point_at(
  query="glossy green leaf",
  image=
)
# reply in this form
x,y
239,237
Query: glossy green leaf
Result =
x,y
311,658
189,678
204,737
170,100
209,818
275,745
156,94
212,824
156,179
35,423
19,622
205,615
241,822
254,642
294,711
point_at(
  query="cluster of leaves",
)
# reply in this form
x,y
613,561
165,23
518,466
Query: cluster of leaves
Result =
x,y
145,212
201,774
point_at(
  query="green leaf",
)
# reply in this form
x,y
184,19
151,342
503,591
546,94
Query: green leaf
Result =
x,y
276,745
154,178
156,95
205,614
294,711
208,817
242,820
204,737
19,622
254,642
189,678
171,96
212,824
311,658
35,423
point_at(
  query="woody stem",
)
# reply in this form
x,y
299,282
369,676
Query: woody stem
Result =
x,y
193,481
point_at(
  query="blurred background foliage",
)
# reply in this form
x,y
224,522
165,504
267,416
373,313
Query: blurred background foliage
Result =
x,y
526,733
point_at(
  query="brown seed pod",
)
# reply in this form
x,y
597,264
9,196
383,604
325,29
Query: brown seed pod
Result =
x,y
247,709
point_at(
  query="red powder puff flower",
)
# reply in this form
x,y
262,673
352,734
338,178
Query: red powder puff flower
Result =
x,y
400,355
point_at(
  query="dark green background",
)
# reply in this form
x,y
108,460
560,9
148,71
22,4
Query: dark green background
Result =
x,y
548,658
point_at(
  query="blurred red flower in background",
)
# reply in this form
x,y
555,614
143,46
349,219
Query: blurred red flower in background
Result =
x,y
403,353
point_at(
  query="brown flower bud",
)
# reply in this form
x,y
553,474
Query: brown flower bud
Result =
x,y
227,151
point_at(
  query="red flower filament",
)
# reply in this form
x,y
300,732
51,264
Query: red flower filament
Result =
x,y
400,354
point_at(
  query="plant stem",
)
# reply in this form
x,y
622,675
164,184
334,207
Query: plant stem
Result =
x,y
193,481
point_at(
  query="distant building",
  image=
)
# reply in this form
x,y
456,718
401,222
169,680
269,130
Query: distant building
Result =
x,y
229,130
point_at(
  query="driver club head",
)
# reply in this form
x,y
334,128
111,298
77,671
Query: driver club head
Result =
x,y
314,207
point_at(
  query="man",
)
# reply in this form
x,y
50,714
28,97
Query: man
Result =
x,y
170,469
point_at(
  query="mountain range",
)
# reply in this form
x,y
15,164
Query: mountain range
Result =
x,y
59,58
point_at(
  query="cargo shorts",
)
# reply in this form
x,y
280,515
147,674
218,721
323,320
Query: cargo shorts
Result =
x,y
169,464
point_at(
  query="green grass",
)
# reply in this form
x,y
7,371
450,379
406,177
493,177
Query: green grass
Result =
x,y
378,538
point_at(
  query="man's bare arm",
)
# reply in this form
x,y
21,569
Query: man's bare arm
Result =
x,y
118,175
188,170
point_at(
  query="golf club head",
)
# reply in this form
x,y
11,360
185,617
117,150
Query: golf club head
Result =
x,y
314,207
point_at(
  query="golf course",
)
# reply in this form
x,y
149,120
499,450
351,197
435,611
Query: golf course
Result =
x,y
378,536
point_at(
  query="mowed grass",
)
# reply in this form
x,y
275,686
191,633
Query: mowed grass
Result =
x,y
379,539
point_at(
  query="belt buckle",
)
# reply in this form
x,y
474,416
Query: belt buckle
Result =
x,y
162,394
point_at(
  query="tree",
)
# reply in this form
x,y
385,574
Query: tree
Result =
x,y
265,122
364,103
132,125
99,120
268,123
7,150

● What the exercise asks
Print the listing above in full, exactly as it is.

● Worked solution
point_at(
  query="glossy green leaf",
  image=
)
# reply in this form
x,y
239,237
Query: glossy green leaf
Result =
x,y
311,658
189,678
204,737
170,100
209,818
275,745
156,94
212,824
156,179
35,423
19,622
205,615
241,822
254,642
294,711
point_at(
  query="cluster of leaves",
)
# reply in this form
x,y
613,561
165,23
518,466
Query: cluster of leaves
Result =
x,y
145,212
201,774
point_at(
  query="green leaf",
)
# reply in this form
x,y
184,19
151,342
503,591
546,94
Query: green leaf
Result =
x,y
276,745
154,178
156,95
205,614
294,711
208,817
242,820
204,737
19,622
254,642
189,678
171,96
212,824
311,658
35,423
point_at(
  query="woody stem",
)
# reply in this form
x,y
299,282
369,676
Query: woody stem
Result =
x,y
193,481
point_at(
  query="blurred background foliage",
)
# reply in this form
x,y
224,522
165,504
267,416
373,313
Query: blurred background foliage
Result =
x,y
526,733
point_at(
  query="brown seed pod",
)
# reply in this form
x,y
597,264
9,196
383,604
325,29
Query: brown seed pod
Result =
x,y
247,709
point_at(
  query="red powder puff flower",
)
# reply in this form
x,y
262,673
352,734
338,178
Query: red powder puff flower
Result =
x,y
400,355
point_at(
  query="dark green background",
)
# reply in this form
x,y
108,460
560,9
148,71
22,4
Query: dark green background
Result =
x,y
548,658
point_at(
  query="blurred red flower in background",
)
# reply in this form
x,y
555,614
143,46
349,219
Query: blurred red flower in background
Result =
x,y
403,353
point_at(
  query="brown flower bud",
)
# reply in this form
x,y
553,474
Query: brown flower bud
Result =
x,y
227,151
point_at(
  query="red flower filament",
)
# reply in this form
x,y
300,732
51,264
Query: red flower filament
Result =
x,y
400,354
point_at(
  query="plant stem",
)
# reply in this form
x,y
622,675
164,184
334,207
Query: plant stem
Result =
x,y
193,481
point_at(
  query="distant building",
  image=
)
# reply in this form
x,y
456,718
401,222
169,680
269,130
Query: distant building
Result =
x,y
229,130
point_at(
  query="driver club head",
)
# reply in this form
x,y
334,128
111,298
77,671
Query: driver club head
Result =
x,y
314,207
point_at(
  query="man",
)
# reply in this form
x,y
50,714
28,97
Query: man
Result =
x,y
170,469
point_at(
  query="mountain range",
)
# reply in this form
x,y
15,164
Query: mountain range
Result =
x,y
59,58
point_at(
  query="cargo shorts",
)
# reply in this form
x,y
280,515
147,674
218,721
323,320
Query: cargo shorts
Result =
x,y
169,464
point_at(
  query="green grass",
)
# reply in this form
x,y
7,371
450,379
406,177
493,177
Query: green grass
Result =
x,y
378,538
point_at(
  query="man's bare arm",
)
# reply in this form
x,y
21,569
Query: man's bare arm
Result =
x,y
118,175
188,170
point_at(
  query="golf club head",
)
# reply in this form
x,y
11,360
185,617
117,150
Query: golf club head
Result =
x,y
314,207
point_at(
  query="golf course",
)
# reply in this form
x,y
149,120
499,450
351,197
435,611
Query: golf course
Result =
x,y
378,536
point_at(
  query="mowed grass",
)
# reply in this form
x,y
275,686
191,633
Query: mowed grass
Result =
x,y
379,539
point_at(
  query="belt buckle",
)
# reply in this form
x,y
474,416
Query: belt buckle
Result =
x,y
162,394
point_at(
  query="tree",
)
# reply in this form
x,y
385,574
Query: tree
Result =
x,y
265,122
364,103
132,125
99,120
268,123
7,150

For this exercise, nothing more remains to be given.